Why do knowers of Bayes's Theorem still commit the Base Rate Fallacy?
As a sometimes instructor of probability, I will take a shot at this.
Answer to (1): I think it is nonintuitive. Students may be in a hurry to learn a formula to get a homework or test problem right. Their goal may not be really understanding. There are also a number of concepts in the world that get learned for class and then forgotten. (This has been studies a lot in physics, where even something as basic as the force of gravity acting on a ball is not well understood). Then later in the heat of the moment it is so much easier to think the test (for cancer) is 90% accurate, and so a positive test implies a 90% chance of cancer.
Answer to (2): One suggestion, and this is also mentioned in the article you reference, is to use actual numbers. In the above situation, let's say there is a population of 100,000 women. Of these, 1$\%$, or 1000 have breast cancer. Of these, 90$\%$ or 900 will test positive. Of the remaining 99,000 (cancer-free) women, 9$\%$, or 8910 will test (falsely) positive. We know we got a positive test result, so it comes from a pool of 9810 positive tests. But only 900 of these are the result of people who have cancer. So the chance of cancer is still only $\frac{900}{9810}$.

**Problem requirements:**
Please copy the passage from the Base Rate Fallacy post above, starting at "Answer to (1): I" up to and including "chance of cancer.", word for word.

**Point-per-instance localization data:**
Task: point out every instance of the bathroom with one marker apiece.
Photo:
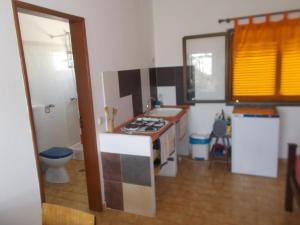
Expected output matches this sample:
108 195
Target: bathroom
52 82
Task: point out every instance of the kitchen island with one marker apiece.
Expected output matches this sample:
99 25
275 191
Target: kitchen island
128 163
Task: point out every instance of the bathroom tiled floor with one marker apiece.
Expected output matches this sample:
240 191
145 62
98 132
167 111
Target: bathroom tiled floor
73 194
202 196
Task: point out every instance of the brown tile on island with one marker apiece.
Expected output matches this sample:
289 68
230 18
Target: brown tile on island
111 164
114 194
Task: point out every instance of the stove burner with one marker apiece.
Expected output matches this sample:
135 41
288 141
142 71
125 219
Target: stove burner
145 125
131 126
150 129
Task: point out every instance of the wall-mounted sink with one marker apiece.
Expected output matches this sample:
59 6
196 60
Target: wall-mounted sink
164 112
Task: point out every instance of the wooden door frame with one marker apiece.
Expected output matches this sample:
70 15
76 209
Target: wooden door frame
84 90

**Answer to the problem:**
Answer to (1): I think it is nonintuitive. Students may be in a hurry to learn a formula to get a homework or test problem right. Their goal may not be really understanding. There are also a number of concepts in the world that get learned for class and then forgotten. (This has been studies a lot in physics, where even something as basic as the force of gravity acting on a ball is not well understood). Then later in the heat of the moment it is so much easier to think the test (for cancer) is 90% accurate, and so a positive test implies a 90% chance of cancer.